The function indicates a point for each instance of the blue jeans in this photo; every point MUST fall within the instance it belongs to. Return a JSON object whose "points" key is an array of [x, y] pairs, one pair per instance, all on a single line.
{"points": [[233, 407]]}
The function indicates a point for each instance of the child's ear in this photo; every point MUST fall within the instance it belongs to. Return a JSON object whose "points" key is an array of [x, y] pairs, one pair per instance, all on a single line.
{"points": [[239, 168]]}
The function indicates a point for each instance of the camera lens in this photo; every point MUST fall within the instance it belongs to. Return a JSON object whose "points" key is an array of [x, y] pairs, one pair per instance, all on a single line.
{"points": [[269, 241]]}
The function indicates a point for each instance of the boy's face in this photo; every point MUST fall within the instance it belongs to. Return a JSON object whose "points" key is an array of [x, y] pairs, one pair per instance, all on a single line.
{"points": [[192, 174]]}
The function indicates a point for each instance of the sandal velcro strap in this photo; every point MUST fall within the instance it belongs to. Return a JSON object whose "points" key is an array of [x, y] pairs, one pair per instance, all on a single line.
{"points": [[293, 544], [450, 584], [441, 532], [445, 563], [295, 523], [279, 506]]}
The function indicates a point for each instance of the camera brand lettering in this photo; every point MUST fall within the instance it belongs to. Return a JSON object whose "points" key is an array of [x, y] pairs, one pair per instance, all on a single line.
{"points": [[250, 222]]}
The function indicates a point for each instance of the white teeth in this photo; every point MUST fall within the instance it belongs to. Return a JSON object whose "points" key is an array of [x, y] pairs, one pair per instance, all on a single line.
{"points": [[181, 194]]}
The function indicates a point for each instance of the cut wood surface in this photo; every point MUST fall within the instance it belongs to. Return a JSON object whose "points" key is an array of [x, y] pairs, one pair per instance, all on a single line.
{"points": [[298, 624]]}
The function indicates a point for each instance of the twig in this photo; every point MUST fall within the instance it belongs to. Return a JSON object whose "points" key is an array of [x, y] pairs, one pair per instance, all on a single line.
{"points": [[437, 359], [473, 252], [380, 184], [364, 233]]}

> **Directive**: Reproduce the material above word for word, beginning with the line that contains "The function indicates a point for each instance of the cut" and continuing through the last line of the material.

> **Solution below**:
The function indicates a point for each instance of the cut wood surface in this photo; every point MUST fall within the instance it belongs to. Return a JSON object whose "points" key is an array of [x, y] pairs, one pair per instance, all on a single line.
{"points": [[298, 624]]}
The function indicates a point for each instance of the twig in this photo; every point MUST fall within the instance it belongs to. Return a JSON object whose "points" key is an array of [x, y] pairs, one pair per instance, all on a single line.
{"points": [[437, 359], [473, 252], [380, 184], [364, 233]]}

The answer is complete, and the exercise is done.